Exactly the lines from the line that has "Annotate the utility" through the final line below are to be retyped, and the pictures are not.

##### Material to process

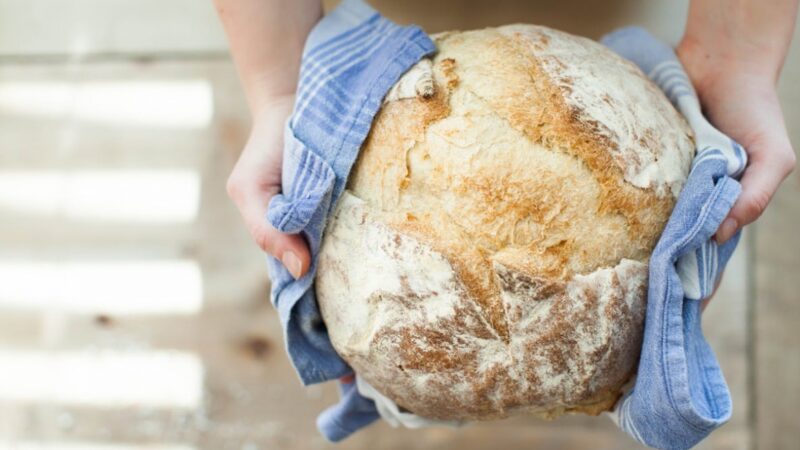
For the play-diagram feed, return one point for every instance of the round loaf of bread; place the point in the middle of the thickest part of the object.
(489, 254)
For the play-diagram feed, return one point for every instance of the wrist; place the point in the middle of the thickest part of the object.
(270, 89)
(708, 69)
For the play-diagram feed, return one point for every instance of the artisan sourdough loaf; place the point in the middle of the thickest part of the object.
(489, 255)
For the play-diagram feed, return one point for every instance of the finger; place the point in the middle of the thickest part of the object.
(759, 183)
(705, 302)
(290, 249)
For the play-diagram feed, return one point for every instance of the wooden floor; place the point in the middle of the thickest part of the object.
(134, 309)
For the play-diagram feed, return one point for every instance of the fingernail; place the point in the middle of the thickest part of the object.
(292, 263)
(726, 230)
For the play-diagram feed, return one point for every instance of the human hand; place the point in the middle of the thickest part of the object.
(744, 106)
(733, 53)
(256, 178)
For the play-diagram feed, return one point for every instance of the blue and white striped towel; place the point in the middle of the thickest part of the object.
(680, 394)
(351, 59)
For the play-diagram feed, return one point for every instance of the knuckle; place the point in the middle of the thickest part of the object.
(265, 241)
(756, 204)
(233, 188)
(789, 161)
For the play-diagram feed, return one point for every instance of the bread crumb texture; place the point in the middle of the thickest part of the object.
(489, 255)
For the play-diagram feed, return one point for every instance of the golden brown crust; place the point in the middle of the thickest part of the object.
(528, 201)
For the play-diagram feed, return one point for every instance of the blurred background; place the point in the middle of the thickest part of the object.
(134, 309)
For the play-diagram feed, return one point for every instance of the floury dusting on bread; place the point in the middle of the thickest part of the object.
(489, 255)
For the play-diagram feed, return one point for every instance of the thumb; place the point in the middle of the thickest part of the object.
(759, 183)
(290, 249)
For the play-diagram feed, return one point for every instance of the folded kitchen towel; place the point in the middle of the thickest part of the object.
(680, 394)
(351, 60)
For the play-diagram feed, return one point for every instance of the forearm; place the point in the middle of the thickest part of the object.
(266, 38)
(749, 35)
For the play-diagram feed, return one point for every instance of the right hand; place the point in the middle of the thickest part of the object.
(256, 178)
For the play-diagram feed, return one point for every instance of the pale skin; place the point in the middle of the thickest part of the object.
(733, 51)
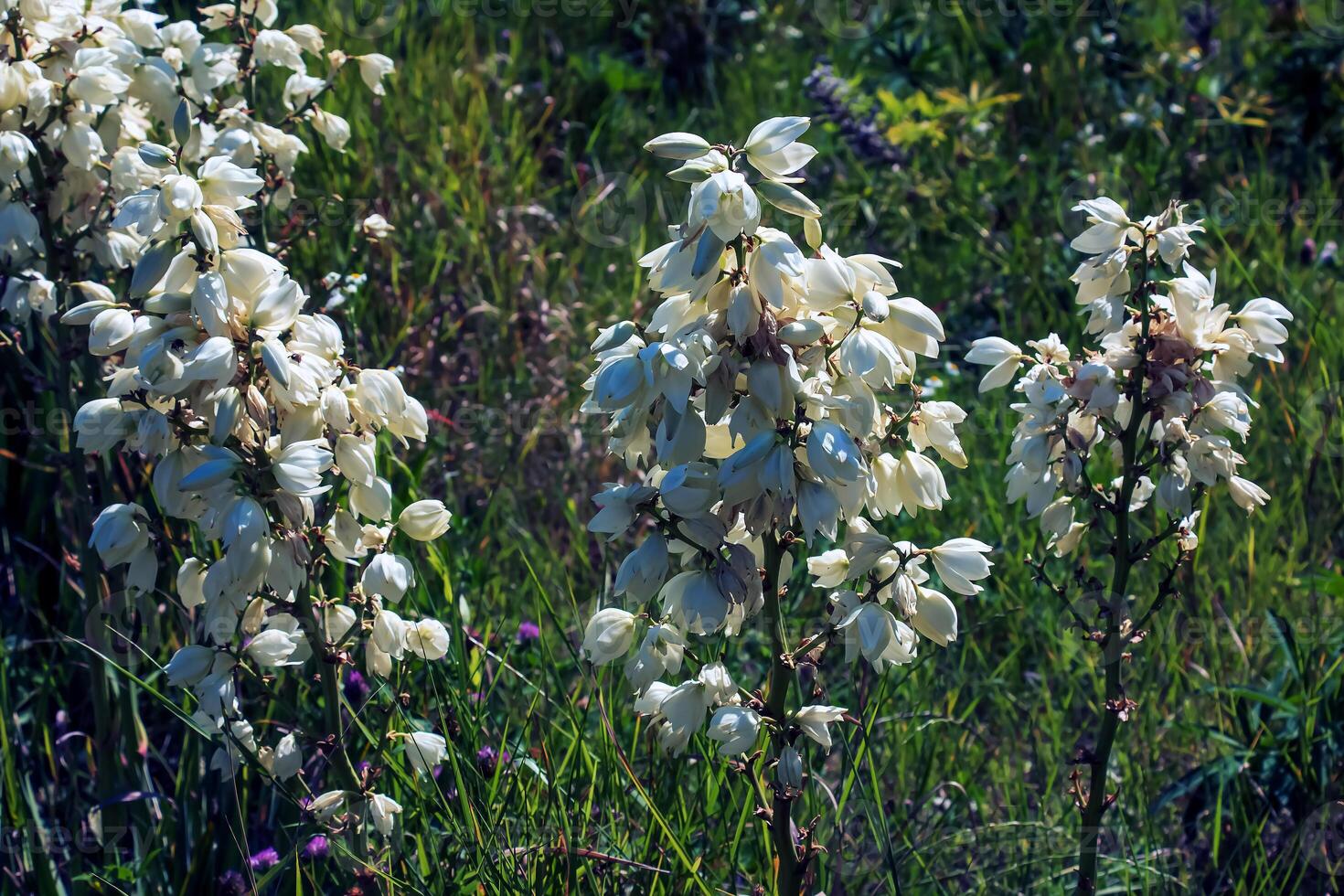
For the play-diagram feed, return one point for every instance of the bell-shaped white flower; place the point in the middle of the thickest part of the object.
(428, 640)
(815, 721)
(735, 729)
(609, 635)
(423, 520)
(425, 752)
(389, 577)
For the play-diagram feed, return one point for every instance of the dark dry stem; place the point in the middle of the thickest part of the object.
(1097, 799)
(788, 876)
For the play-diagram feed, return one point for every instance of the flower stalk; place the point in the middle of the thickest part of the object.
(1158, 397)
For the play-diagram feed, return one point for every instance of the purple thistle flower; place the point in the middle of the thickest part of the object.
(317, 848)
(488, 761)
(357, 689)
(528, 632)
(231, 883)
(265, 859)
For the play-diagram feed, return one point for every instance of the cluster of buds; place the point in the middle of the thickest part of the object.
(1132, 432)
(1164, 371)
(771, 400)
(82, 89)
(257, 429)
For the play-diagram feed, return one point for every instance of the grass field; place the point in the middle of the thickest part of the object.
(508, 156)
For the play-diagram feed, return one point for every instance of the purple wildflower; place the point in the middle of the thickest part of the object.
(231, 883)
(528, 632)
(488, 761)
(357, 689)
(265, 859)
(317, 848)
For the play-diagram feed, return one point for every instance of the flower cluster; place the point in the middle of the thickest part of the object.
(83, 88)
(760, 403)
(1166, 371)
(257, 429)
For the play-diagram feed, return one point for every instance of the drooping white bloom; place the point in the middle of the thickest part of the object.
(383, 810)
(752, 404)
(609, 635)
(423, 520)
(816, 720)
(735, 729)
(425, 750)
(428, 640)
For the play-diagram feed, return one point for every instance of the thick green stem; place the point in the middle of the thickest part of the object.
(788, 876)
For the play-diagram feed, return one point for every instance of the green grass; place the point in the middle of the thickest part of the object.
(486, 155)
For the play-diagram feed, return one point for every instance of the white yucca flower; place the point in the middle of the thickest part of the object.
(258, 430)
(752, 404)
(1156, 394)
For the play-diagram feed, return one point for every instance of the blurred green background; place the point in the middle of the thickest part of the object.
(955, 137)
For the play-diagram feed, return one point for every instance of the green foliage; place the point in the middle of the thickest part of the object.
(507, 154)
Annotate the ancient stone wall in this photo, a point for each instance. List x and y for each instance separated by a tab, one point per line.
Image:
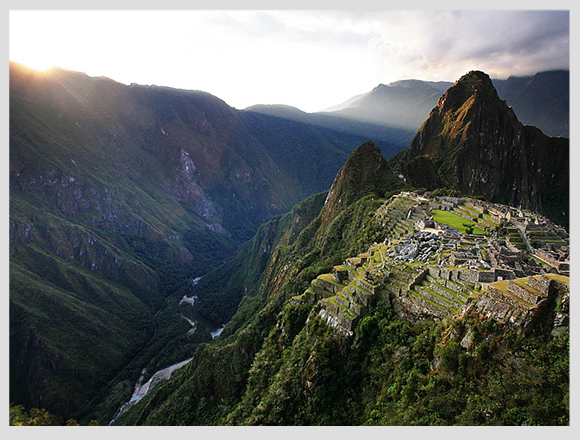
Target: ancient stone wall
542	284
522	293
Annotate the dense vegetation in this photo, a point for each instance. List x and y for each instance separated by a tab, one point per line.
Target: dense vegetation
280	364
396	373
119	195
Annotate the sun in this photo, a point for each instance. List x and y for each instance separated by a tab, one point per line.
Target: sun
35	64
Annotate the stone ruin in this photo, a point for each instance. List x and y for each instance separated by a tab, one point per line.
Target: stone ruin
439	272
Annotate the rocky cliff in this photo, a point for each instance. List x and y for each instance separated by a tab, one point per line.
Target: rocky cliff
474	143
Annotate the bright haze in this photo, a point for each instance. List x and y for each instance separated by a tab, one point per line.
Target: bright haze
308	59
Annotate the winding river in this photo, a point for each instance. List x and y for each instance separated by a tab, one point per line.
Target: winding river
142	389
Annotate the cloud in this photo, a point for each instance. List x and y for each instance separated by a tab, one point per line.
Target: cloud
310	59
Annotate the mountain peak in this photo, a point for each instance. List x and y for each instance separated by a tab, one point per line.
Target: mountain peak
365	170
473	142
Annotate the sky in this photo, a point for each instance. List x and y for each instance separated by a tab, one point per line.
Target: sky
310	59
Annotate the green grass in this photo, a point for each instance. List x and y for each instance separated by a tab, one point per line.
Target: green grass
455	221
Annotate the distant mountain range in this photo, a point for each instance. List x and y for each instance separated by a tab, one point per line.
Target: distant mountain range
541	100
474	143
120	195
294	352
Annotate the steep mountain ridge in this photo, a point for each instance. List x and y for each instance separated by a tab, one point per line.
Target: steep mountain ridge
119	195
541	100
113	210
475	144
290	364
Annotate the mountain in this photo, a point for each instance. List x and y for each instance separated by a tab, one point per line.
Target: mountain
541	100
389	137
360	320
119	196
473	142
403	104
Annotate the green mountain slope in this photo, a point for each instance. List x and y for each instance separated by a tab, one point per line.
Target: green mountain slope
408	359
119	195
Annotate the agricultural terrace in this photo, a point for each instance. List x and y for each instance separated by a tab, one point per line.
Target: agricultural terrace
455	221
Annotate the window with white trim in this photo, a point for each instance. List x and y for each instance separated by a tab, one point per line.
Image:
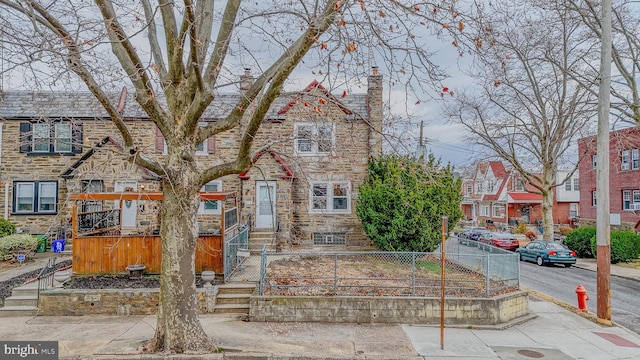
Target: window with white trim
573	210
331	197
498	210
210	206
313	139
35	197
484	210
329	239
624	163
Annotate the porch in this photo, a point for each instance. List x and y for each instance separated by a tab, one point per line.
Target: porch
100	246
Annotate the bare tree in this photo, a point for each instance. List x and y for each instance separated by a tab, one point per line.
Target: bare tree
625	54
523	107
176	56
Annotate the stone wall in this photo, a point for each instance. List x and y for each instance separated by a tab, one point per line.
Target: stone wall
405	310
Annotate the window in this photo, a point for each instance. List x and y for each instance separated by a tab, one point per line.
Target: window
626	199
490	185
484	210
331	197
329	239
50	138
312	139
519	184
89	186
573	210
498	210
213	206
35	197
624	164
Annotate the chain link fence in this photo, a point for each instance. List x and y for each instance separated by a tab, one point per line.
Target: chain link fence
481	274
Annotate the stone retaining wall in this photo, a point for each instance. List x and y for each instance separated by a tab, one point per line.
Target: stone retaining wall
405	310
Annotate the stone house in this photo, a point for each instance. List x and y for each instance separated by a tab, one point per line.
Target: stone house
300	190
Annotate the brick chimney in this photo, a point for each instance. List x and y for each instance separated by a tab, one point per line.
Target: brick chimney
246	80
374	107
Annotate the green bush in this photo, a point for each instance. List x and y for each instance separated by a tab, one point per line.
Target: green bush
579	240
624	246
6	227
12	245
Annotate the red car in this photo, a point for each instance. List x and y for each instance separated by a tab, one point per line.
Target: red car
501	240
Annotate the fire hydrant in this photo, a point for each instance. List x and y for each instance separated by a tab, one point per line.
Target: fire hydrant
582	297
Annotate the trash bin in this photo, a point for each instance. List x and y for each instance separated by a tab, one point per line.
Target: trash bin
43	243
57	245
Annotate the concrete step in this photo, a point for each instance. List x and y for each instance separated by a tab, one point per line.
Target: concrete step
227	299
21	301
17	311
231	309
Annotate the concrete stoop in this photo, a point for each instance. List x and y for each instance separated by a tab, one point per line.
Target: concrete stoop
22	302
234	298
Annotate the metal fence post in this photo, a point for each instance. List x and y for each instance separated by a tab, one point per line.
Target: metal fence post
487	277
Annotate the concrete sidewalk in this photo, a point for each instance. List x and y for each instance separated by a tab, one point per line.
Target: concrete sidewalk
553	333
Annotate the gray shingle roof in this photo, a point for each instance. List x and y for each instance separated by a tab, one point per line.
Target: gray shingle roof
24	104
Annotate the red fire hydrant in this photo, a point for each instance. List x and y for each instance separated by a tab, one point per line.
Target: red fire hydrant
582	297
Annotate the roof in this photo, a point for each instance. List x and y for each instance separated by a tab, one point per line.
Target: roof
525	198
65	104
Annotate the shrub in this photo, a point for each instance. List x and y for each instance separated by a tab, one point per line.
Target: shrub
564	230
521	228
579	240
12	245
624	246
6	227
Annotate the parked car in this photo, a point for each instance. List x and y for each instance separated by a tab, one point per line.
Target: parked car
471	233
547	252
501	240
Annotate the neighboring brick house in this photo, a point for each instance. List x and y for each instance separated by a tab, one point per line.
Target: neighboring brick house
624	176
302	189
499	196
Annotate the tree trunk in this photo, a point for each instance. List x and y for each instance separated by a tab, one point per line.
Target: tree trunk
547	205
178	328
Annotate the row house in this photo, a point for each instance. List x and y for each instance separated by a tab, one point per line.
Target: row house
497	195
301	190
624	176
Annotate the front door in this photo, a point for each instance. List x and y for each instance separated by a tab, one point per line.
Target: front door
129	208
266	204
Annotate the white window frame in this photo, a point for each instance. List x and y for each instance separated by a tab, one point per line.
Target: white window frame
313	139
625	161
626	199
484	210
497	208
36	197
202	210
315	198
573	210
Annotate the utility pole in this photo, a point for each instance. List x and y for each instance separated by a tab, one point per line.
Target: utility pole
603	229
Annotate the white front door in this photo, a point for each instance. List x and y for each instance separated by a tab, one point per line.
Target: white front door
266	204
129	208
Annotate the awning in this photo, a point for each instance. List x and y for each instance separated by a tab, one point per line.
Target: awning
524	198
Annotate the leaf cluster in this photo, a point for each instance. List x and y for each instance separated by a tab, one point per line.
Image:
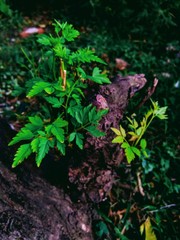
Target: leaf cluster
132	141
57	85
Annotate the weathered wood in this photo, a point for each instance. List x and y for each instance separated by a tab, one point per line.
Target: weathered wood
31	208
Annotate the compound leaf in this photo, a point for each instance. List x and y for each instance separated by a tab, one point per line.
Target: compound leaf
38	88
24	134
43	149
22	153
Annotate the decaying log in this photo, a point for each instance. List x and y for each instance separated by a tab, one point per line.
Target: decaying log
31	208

##########

§ **Exercise result**:
Annotate the utility pole in this photo, a point for each instance. List x and y for each instance separated by a tab, one point per line.
Target: utility pole
603	229
Annotate the white front door in this photo, a point for each instance. List x and y for each instance separated by a tab, one point per line.
Target: white front door
266	204
129	208
Annotate the awning in this photo, a point for each instance. List x and y for each instance separated by a tab, one point per line.
Target: awning
524	198
Annotate the leaf cluster in this photo, a point for each instance. List x and y for each instance separated by a tab, one point per line.
Image:
Target: leaf cluster
132	141
57	85
Annotate the weathered wood in this photo, a point for each instance. List x and y for each instance separated by a tab, one point per line.
Target: weathered wood
31	208
Annotate the compound leaf in this photo, a point for each instance. List x and y for each instance separated by a tab, one point per line.
Target: compound leaf
38	88
24	134
43	149
22	153
Annotate the decaying log in this photo, a point for each instance. List x and y for each instance separated by a tab, one point per line.
Target: decaying log
31	208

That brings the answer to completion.